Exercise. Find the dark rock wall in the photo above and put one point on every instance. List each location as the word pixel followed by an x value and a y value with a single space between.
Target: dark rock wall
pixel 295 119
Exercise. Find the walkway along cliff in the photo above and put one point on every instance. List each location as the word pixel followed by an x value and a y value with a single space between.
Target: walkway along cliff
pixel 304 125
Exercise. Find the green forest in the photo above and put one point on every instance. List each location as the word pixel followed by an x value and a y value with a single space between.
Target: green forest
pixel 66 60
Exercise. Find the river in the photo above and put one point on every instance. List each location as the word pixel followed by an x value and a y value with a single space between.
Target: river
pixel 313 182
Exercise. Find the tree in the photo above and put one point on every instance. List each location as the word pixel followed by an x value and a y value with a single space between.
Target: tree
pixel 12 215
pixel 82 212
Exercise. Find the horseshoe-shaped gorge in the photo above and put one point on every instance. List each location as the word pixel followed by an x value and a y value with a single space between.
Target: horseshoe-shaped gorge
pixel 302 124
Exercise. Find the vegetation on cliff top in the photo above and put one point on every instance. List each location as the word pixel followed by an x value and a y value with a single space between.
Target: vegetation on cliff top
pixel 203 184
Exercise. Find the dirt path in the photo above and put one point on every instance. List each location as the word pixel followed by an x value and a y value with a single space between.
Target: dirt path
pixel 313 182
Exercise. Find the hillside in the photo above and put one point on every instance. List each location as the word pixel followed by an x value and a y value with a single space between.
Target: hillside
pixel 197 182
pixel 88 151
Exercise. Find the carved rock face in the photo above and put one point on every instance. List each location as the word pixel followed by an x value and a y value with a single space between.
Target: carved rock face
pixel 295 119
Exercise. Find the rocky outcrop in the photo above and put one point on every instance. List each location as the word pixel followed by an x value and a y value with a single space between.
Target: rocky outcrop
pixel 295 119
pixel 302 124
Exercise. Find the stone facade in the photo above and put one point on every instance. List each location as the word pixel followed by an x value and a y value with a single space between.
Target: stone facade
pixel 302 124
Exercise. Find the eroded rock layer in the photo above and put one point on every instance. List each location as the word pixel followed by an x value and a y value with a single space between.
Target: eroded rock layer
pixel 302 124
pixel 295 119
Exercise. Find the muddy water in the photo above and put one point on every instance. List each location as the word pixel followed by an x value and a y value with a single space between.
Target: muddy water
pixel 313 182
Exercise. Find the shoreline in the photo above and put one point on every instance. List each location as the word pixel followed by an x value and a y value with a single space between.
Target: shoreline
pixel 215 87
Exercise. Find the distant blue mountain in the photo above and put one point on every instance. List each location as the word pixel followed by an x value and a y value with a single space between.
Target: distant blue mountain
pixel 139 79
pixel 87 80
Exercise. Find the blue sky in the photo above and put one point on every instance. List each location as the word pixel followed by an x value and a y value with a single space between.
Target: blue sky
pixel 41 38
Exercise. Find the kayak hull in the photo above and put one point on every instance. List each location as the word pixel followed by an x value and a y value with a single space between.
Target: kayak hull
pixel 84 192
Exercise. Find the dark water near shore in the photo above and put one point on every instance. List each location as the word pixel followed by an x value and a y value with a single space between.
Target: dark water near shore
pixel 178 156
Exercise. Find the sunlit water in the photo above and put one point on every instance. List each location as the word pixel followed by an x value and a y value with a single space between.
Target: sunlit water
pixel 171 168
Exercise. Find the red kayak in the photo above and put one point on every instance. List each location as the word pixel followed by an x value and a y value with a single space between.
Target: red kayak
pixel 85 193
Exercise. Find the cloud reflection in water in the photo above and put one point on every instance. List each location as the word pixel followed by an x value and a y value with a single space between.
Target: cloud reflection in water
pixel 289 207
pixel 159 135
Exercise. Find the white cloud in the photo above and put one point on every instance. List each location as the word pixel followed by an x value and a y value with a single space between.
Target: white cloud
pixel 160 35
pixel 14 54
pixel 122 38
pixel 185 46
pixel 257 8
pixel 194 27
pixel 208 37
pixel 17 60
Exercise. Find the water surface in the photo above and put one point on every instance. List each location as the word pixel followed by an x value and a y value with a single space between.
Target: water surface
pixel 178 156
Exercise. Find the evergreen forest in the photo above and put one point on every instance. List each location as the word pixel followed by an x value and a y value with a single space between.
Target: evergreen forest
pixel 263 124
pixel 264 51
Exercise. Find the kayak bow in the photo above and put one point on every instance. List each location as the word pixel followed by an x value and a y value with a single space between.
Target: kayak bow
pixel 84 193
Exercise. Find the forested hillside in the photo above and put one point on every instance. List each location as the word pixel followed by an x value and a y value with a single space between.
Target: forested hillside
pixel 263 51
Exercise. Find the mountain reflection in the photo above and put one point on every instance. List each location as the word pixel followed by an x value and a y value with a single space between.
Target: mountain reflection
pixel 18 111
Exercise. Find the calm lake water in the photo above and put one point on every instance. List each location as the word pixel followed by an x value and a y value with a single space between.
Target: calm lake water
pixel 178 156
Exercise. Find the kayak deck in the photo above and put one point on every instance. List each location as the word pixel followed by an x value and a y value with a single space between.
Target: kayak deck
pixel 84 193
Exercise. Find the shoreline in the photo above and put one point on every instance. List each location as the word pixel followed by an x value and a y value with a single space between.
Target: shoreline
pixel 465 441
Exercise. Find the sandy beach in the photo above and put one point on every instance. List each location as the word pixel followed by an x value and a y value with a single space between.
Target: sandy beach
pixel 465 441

REQUEST: Recast every line of the entries above as a Markdown table with two columns, Row and Entry line. Number the rows in order and leave out any blank lines.

ANSWER TO THE TASK:
| Row | Entry line |
|---|---|
| 1 | Exercise. Find the dark rock wall in the photo above and put one point on every instance. List each location as the word pixel followed by an x value and a y value with a single space between. |
| 2 | Target: dark rock wall |
| 3 | pixel 295 119 |
| 4 | Exercise. Find the walkway along cliff in the photo above and put one point on every instance. List each location as the word pixel followed by an x value and a y value with a single space between. |
| 5 | Target: walkway along cliff |
| 6 | pixel 304 125 |
| 7 | Exercise. Find the green forest in the photo above and put one point on every instance. List each location as the word pixel followed by an x value and a y value with a single space between. |
| 8 | Target: green forest |
| 9 | pixel 66 60 |
| 10 | Exercise. Find the river in the photo above and put one point on every instance. List each location as the word pixel followed by an x value and a y value with a single space between. |
| 11 | Target: river |
| 12 | pixel 313 182 |
| 13 | Exercise. Find the tree in the photo above and put one point on every instance. List each location as the word pixel followed by an x value and a y value with a single space between. |
| 14 | Target: tree |
| 15 | pixel 12 215 |
| 16 | pixel 82 212 |
| 17 | Exercise. Find the horseshoe-shaped gorge in the photo above and put one point on every instance. List each location as the word pixel followed by an x value and a y value with a single space between. |
| 18 | Target: horseshoe-shaped gorge |
| 19 | pixel 302 124 |
| 20 | Exercise. Find the vegetation on cliff top in the photo above and put one point on every instance. List each location as the word pixel followed by an x value and a y value with a single space between. |
| 21 | Target: vegetation on cliff top |
| 22 | pixel 203 184 |
| 23 | Exercise. Find the dirt path in the photo above and put one point on every instance. List each location as the word pixel followed by an x value and a y value with a single space between. |
| 24 | Target: dirt path |
| 25 | pixel 313 182 |
| 26 | Exercise. Find the hillside in the photo above and put one point on every instance. List each location as the word pixel followed by an x value and a y value with a single space between. |
| 27 | Target: hillside |
| 28 | pixel 197 182 |
| 29 | pixel 88 151 |
| 30 | Exercise. Find the carved rock face in the photo above and put one point on every instance. List each location as the word pixel followed by an x value and a y value with a single space between. |
| 31 | Target: carved rock face |
| 32 | pixel 295 119 |
| 33 | Exercise. Find the rocky outcrop in the photo above and put one point on every instance. List each location as the word pixel followed by an x value and a y value with a single space between. |
| 34 | Target: rocky outcrop |
| 35 | pixel 295 119 |
| 36 | pixel 302 124 |
| 37 | Exercise. Find the stone facade in the photo above and put one point on every instance. List each location as the word pixel followed by an x value and a y value with a single space between. |
| 38 | Target: stone facade |
| 39 | pixel 302 124 |
| 40 | Exercise. Find the eroded rock layer in the photo above and put one point on every instance. List each location as the word pixel followed by an x value and a y value with a single space between. |
| 41 | Target: eroded rock layer |
| 42 | pixel 302 124 |
| 43 | pixel 295 119 |
| 44 | Exercise. Find the muddy water in the photo above and put one point on every instance. List each location as the word pixel followed by an x value and a y value with a single space between. |
| 45 | Target: muddy water |
| 46 | pixel 313 182 |
| 47 | Exercise. Find the shoreline in the photo above and put one point on every instance. List each location as the word pixel followed by an x value and a y value with a single space between. |
| 48 | Target: shoreline |
| 49 | pixel 215 87 |
| 50 | Exercise. Find the distant blue mountain in the photo above and put one point on every instance. List each location as the word pixel followed by an x value and a y value with a single space between. |
| 51 | Target: distant blue mountain |
| 52 | pixel 139 79 |
| 53 | pixel 87 80 |
| 54 | Exercise. Find the blue sky in the photo above and put one point on every instance. List each location as the word pixel followed by an x value and a y value with a single space between. |
| 55 | Target: blue sky |
| 56 | pixel 41 38 |
| 57 | Exercise. Find the kayak hull in the photo above and put one point on every instance. List each location as the word pixel followed by an x value and a y value with a single space between. |
| 58 | Target: kayak hull |
| 59 | pixel 84 192 |
| 60 | Exercise. Find the dark water near shore in the photo above and put one point on every instance. List each location as the word pixel followed by an x value and a y value with a single space between. |
| 61 | Target: dark water near shore |
| 62 | pixel 178 156 |
| 63 | Exercise. Find the sunlit water in the photo above and put one point on every instance. List each location as the word pixel followed by an x value and a y value with a single space between. |
| 64 | Target: sunlit water |
| 65 | pixel 171 168 |
| 66 | Exercise. Find the red kayak in the photo above and put one point on every instance. List each location as the word pixel followed by an x value and a y value with a single space between. |
| 67 | Target: red kayak |
| 68 | pixel 85 193 |
| 69 | Exercise. Find the cloud reflection in water in the photo above and put one point on every instance. List each location as the word pixel followed by an x value and a y value with a single space between. |
| 70 | Target: cloud reflection in water |
| 71 | pixel 289 207 |
| 72 | pixel 159 135 |
| 73 | Exercise. Find the white cloud in the photo above and put one point on every instance. List each location as the word pixel followed by an x value and a y value with a single space between. |
| 74 | Target: white cloud |
| 75 | pixel 160 35 |
| 76 | pixel 14 54 |
| 77 | pixel 122 38 |
| 78 | pixel 185 46 |
| 79 | pixel 257 8 |
| 80 | pixel 194 27 |
| 81 | pixel 208 37 |
| 82 | pixel 17 60 |
| 83 | Exercise. Find the water surface in the photo above and put one point on every instance. List each location as the word pixel followed by an x value and a y value with a single space between. |
| 84 | Target: water surface |
| 85 | pixel 178 156 |
| 86 | Exercise. Find the evergreen forest in the photo above and put one point on every instance. List each location as the word pixel followed by an x value and a y value with a single space between. |
| 87 | Target: evergreen forest |
| 88 | pixel 263 124 |
| 89 | pixel 264 51 |
| 90 | Exercise. Find the kayak bow in the photo above and put one point on every instance. List each location as the word pixel followed by an x value and a y value with a single space between. |
| 91 | Target: kayak bow |
| 92 | pixel 84 193 |
| 93 | Exercise. Find the forested hillside in the photo above and put one point on every instance. List each location as the word pixel followed by an x value and a y value with a single space between. |
| 94 | Target: forested hillside |
| 95 | pixel 263 51 |
| 96 | Exercise. Find the mountain reflection in the photo above and put one point on every instance. List each location as the word pixel followed by an x value and a y value with a single space between. |
| 97 | Target: mountain reflection |
| 98 | pixel 18 111 |
| 99 | Exercise. Find the calm lake water in the photo above and put one point on every instance. List each location as the word pixel followed by an x value and a y value with a single space between. |
| 100 | Target: calm lake water |
| 101 | pixel 178 156 |
| 102 | Exercise. Find the kayak deck in the photo above and put one point on every instance. List each location as the word pixel followed by an x value and a y value with a single space between. |
| 103 | Target: kayak deck |
| 104 | pixel 84 193 |
| 105 | Exercise. Find the shoreline in the photo above and put one point on every instance. List each location as the word pixel followed by an x value and a y value with a single space between. |
| 106 | Target: shoreline |
| 107 | pixel 465 441 |
| 108 | Exercise. Find the sandy beach in the photo above and put one point on every instance. List each location as the word pixel followed by an x value and a y value with a single space between. |
| 109 | Target: sandy beach |
| 110 | pixel 465 441 |